Text to read »
'''
Databricks Community

owbenita · ‎11-15-2024

Authors: Benita Owoghiri and Ofer Ohana

Introduction

Migrating data from enterprise data warehouses like Amazon Redshift, Google BigQuery, and on-premise data warehouses is a common challenge for many organizations. These external data sources often contain multiple datasets requiring repeated ingestion tasks. Traditionally, this is handled with repetitive code and pipelines, increasing development and maintenance efforts.

Moreover, managing the entire process in a single notebook pipeline can make it difficult to monitor individual tasks, leading to challenges in identifying errors or tracking the progress of specific table migrations. Databricks Workflows and the "For Each" loop offer an effective solution to this problem. By dynamically iterating over datasets, you can automate repeated tasks while improving visibility and monitoring for individual migrations.

In this post, we’ll explore how to use the "For Each" loop in Databricks Workflows to streamline the migration of datasets from federated sources and address common migration challenges.

Screenshot 2024-11-13 at 11.49.25.png

The diagram illustrates a “For Each” task that has a notebook task configured and references a list of three values provided by job parameters. We will instantiate a notebook for each set of parameters provided by the user.

Example Databricks ‘For Each’ Workflow

Challenge

Imagine you are part of the data engineering team at a global e-commerce company that processes sales data from multiple datasets. You're tasked with migrating this data from an external Amazon Redshift database into Databricks. The goal is to streamline the workflow to read and write these tables into the Delta Lakehouse.

Solution

To simplify the ingestion process, you’ll need to automate the following tasks:

Creating Table Mappings:
Ingest raw data from various tables by reading the table list from Redshift. Create a mapping between Redshift and Databricks based on naming conventions, then dynamically save these mappings as the table_namespaces task parameter.
For Each Task:
Using a ‘for each’ task gives you the ability to execute a processing task sequentially or in parallel according to the table mapping. To learn more about ‘for each’ task, check out the documentation.

Putting it all together:
Your Databricks Workflow will utilise the "For Each" loop to automate these operations for all tables, ensuring efficient and repeatable ingestion into the Delta Lakehouse. Your workflow will end up looking something like this:

Screenshot 2024-11-13 at 11.51.28.png

Prerequisites

Enable Unity Catalog on the workspace.
Create a connection to your external source using Lakehouse Federation. To learn how to do this, check out Lakehouse Federation Documentation
Create a target catalog for the data target location. See Create Catalog

Step 1: Create a Databricks Job

Navigate to Databricks Workflows by clicking "Workflows" in the left sidebar.
Click the "Create Job" button in the upper right corner of the window.
Name your job in the top left corner, e.g., "migrations_pipeline"
'''
Stored entries:
'''
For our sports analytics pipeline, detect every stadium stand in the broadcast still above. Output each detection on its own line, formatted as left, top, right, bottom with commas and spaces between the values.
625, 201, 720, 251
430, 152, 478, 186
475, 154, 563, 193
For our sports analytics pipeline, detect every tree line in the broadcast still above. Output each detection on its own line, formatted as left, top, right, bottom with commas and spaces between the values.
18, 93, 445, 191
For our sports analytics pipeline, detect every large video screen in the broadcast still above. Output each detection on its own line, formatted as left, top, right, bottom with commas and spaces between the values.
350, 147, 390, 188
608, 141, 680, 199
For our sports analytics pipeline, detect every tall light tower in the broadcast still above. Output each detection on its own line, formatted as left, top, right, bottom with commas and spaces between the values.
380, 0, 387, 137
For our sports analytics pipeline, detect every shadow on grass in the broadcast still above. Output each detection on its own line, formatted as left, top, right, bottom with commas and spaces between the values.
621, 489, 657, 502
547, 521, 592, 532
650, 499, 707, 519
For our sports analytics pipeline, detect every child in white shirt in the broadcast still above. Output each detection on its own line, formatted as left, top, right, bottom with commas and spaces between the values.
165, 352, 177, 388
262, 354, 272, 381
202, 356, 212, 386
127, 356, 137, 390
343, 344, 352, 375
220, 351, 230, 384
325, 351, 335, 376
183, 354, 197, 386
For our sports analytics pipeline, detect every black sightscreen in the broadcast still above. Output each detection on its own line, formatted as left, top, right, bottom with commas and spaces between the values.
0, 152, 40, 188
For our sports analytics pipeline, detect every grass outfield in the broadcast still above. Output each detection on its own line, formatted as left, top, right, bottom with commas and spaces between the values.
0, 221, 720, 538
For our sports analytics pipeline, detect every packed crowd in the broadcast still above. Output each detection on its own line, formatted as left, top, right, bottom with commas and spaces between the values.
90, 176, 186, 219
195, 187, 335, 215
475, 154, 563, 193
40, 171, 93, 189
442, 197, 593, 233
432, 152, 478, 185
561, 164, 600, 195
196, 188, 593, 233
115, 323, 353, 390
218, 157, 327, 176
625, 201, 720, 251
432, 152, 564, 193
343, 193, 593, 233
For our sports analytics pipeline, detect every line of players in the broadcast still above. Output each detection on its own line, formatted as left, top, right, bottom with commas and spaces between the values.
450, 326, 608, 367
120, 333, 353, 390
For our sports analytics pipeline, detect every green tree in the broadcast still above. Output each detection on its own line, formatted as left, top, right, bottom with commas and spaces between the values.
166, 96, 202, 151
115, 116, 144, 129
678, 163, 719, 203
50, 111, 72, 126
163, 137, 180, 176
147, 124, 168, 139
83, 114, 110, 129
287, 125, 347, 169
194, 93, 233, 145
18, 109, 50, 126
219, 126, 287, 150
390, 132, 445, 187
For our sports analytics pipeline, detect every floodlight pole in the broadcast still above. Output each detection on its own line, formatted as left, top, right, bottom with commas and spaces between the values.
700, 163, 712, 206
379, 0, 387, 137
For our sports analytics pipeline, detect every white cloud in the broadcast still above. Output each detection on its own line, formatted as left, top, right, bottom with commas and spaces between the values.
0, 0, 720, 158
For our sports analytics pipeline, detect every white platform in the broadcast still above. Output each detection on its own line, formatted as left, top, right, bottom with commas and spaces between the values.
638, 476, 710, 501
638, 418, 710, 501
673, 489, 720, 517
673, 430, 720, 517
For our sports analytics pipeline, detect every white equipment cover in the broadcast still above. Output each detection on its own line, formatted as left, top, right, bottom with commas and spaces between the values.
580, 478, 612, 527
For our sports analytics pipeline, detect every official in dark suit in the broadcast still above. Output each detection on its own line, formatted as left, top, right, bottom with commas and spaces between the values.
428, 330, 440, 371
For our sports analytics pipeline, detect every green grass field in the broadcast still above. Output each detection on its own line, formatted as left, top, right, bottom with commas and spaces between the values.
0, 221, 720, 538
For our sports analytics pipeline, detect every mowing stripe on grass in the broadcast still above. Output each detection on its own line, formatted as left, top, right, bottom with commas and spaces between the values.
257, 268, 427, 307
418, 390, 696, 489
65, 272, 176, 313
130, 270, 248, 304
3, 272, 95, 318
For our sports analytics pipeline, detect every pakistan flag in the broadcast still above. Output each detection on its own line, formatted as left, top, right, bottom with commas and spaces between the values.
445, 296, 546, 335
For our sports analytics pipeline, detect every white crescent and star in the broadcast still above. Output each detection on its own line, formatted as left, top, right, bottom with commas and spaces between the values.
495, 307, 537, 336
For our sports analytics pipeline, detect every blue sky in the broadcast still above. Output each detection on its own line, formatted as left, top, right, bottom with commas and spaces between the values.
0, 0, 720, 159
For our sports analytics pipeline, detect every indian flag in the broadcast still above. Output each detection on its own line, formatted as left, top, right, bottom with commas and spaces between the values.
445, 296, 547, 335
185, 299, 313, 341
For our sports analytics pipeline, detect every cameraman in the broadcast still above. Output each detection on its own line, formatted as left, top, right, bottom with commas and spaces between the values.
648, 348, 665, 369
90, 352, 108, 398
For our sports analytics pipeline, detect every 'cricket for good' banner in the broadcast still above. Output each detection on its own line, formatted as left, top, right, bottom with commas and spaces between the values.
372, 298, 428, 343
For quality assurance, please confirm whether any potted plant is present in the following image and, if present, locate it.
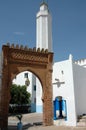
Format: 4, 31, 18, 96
16, 114, 23, 130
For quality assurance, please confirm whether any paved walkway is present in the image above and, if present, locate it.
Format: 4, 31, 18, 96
8, 113, 86, 130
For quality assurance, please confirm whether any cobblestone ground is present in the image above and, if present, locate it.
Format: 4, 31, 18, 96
8, 113, 86, 130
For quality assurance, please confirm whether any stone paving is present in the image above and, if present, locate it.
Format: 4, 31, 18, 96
8, 113, 86, 130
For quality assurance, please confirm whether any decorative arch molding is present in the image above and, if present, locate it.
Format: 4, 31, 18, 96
0, 44, 53, 129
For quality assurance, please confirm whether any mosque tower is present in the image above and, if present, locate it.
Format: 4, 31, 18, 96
36, 1, 52, 52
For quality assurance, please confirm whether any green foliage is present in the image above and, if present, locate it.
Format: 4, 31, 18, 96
10, 84, 31, 105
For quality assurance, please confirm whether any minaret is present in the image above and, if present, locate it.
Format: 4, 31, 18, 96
36, 1, 52, 52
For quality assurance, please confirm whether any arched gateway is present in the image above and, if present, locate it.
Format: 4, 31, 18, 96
0, 44, 53, 129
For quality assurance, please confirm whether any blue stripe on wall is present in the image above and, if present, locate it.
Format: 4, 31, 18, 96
36, 105, 43, 113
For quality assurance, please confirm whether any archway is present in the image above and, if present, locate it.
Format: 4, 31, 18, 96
0, 44, 53, 129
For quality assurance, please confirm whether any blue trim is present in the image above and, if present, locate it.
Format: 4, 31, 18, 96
36, 105, 43, 113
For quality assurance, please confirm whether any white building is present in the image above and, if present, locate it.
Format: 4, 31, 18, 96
0, 2, 86, 126
52, 55, 86, 126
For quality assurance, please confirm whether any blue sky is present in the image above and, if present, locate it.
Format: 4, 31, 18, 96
0, 0, 86, 61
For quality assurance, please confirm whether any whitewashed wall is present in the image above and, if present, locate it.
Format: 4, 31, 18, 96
73, 64, 86, 115
53, 56, 76, 126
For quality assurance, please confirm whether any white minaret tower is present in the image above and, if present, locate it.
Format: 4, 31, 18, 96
36, 1, 52, 52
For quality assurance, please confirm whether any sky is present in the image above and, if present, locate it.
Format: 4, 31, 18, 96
0, 0, 86, 61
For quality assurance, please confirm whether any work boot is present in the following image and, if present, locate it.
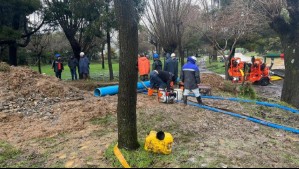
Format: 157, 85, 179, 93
183, 96, 188, 105
196, 96, 203, 104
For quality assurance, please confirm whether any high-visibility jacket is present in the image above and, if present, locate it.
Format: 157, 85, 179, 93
138, 57, 151, 76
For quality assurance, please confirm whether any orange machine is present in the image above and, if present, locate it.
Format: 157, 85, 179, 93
228, 58, 270, 86
247, 59, 270, 86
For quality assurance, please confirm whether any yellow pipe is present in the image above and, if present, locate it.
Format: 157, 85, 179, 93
114, 144, 131, 168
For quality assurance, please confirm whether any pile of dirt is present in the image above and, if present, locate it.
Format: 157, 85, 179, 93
0, 67, 117, 141
201, 73, 224, 90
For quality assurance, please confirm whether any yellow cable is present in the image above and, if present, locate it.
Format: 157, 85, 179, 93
114, 144, 131, 168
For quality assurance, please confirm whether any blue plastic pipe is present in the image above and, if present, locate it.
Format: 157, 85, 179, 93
188, 102, 299, 134
94, 81, 150, 97
202, 96, 299, 114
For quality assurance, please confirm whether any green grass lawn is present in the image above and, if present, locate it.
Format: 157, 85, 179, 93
207, 62, 225, 74
31, 59, 186, 81
31, 63, 119, 81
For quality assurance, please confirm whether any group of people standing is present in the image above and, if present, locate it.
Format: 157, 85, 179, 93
138, 53, 203, 104
52, 52, 90, 80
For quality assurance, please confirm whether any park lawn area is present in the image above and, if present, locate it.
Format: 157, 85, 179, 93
30, 59, 187, 81
245, 52, 258, 57
207, 62, 225, 74
31, 63, 119, 81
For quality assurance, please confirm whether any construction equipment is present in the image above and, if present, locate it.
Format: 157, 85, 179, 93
158, 89, 179, 104
228, 57, 271, 86
144, 131, 173, 155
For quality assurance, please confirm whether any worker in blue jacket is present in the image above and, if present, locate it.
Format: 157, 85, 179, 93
181, 56, 203, 105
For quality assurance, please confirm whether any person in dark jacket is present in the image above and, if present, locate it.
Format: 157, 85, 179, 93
52, 54, 64, 79
164, 53, 179, 84
79, 52, 90, 80
181, 56, 203, 105
68, 56, 79, 80
153, 53, 163, 70
150, 70, 175, 90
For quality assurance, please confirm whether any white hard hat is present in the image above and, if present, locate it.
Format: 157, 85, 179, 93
80, 52, 85, 57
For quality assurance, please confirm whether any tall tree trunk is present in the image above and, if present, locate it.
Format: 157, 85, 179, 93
102, 44, 105, 69
64, 33, 83, 79
114, 0, 140, 150
212, 45, 218, 62
37, 53, 42, 74
281, 40, 299, 108
106, 0, 114, 81
9, 42, 18, 66
179, 40, 185, 67
107, 29, 114, 81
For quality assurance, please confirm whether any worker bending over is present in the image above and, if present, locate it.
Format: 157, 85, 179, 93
150, 70, 175, 90
181, 56, 203, 105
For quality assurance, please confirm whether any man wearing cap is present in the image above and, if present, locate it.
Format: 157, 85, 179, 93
52, 54, 64, 79
164, 53, 179, 83
181, 56, 203, 105
79, 52, 90, 80
150, 70, 175, 90
153, 53, 163, 71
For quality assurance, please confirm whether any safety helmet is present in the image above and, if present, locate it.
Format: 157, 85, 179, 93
154, 53, 159, 59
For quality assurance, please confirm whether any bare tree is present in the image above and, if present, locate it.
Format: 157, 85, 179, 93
114, 0, 139, 150
144, 0, 192, 65
249, 0, 299, 108
190, 0, 261, 79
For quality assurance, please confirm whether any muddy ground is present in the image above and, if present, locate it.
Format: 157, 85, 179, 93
0, 68, 299, 168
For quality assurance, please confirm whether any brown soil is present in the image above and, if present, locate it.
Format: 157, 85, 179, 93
0, 68, 299, 168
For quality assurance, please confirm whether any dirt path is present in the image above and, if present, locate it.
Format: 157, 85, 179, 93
0, 65, 299, 168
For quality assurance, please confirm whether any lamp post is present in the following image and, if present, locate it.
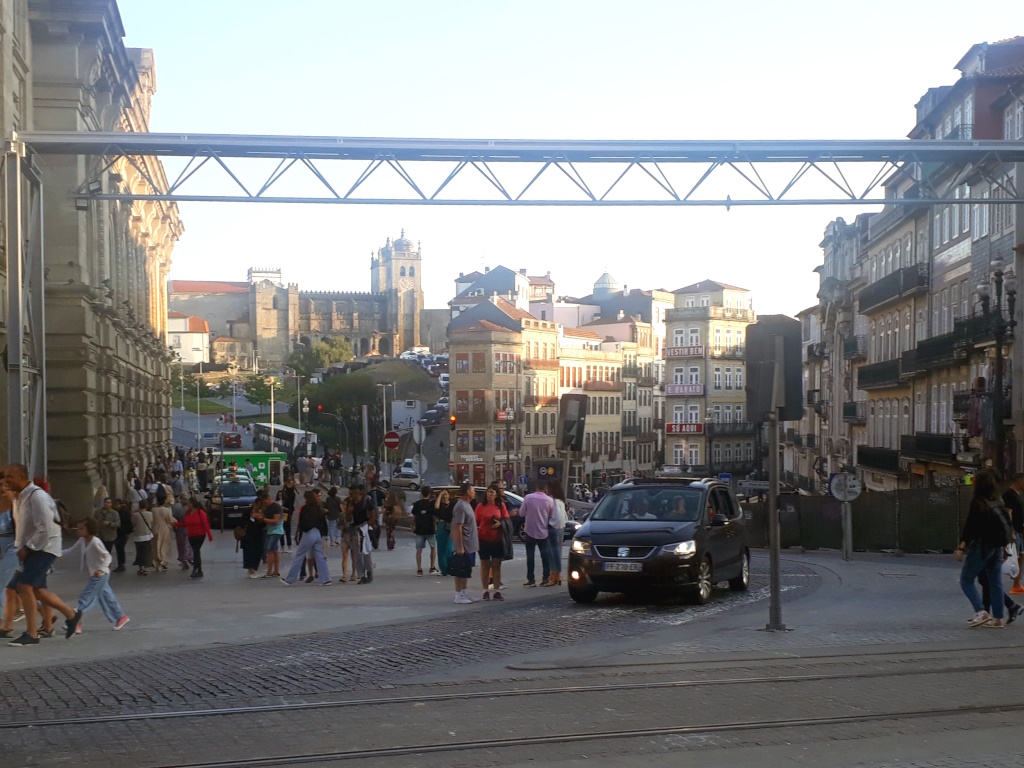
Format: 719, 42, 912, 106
978, 254, 1017, 472
295, 397, 309, 456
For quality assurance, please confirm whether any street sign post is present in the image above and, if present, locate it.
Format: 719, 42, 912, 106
828, 472, 861, 560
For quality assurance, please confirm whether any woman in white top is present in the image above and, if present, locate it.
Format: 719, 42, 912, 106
131, 501, 153, 575
60, 517, 128, 632
541, 480, 569, 587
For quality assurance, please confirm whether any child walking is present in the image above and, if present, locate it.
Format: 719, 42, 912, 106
60, 517, 128, 630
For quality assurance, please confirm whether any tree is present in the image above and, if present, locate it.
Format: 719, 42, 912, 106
245, 375, 281, 414
288, 336, 352, 377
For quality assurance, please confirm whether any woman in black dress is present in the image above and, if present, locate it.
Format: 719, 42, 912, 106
242, 490, 266, 579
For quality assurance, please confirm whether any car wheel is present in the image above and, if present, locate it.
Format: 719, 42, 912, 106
569, 584, 598, 604
729, 550, 751, 592
691, 555, 715, 605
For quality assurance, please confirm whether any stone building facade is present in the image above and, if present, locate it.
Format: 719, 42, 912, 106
170, 231, 425, 369
0, 0, 183, 514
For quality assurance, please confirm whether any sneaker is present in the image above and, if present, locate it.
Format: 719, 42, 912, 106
65, 610, 82, 640
968, 610, 992, 627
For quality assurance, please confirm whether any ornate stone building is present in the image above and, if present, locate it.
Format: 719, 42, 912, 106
0, 0, 183, 514
170, 231, 425, 368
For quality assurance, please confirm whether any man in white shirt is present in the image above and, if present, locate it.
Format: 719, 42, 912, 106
0, 464, 82, 648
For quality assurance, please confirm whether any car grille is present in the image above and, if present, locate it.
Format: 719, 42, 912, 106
595, 544, 654, 560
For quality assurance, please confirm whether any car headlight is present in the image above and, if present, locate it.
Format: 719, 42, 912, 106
662, 541, 697, 557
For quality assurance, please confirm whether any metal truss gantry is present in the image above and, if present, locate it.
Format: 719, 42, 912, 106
3, 132, 1024, 477
20, 132, 1024, 208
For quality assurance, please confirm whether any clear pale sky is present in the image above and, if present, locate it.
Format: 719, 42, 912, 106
119, 0, 1024, 314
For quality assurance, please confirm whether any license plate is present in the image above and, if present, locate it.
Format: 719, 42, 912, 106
604, 562, 643, 573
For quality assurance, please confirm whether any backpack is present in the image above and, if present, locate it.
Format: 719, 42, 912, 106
988, 499, 1017, 547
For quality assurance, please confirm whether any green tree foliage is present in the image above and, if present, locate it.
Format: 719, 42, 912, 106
245, 375, 281, 414
288, 336, 352, 377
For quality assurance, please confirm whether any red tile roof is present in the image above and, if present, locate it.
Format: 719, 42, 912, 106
171, 280, 249, 293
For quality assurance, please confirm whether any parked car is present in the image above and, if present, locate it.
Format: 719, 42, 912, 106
391, 468, 423, 490
568, 478, 751, 605
207, 472, 256, 528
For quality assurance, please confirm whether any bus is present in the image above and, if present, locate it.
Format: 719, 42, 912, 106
253, 423, 317, 459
'''
Exercise requirements »
1. What prerequisites does the Databricks post list?
2. Write out everything in the Databricks post from "owbenita · ‎11-15-2024" down to "for individual migrations.".
Rely only on the Databricks post when responding.

Results for each task »
1.
- Enable Unity Catalog on the workspace.
- Create a connection to your external source using Lakehouse Federation.
- Create a target catalog for the data target location.

2.
owbenita · ‎11-15-2024

Authors: Benita Owoghiri and Ofer Ohana

Introduction

Migrating data from enterprise data warehouses like Amazon Redshift, Google BigQuery, and on-premise data warehouses is a common challenge for many organizations. These external data sources often contain multiple datasets requiring repeated ingestion tasks. Traditionally, this is handled with repetitive code and pipelines, increasing development and maintenance efforts.

Moreover, managing the entire process in a single notebook pipeline can make it difficult to monitor individual tasks, leading to challenges in identifying errors or tracking the progress of specific table migrations. Databricks Workflows and the "For Each" loop offer an effective solution to this problem. By dynamically iterating over datasets, you can automate repeated tasks while improving visibility and monitoring for individual migrations.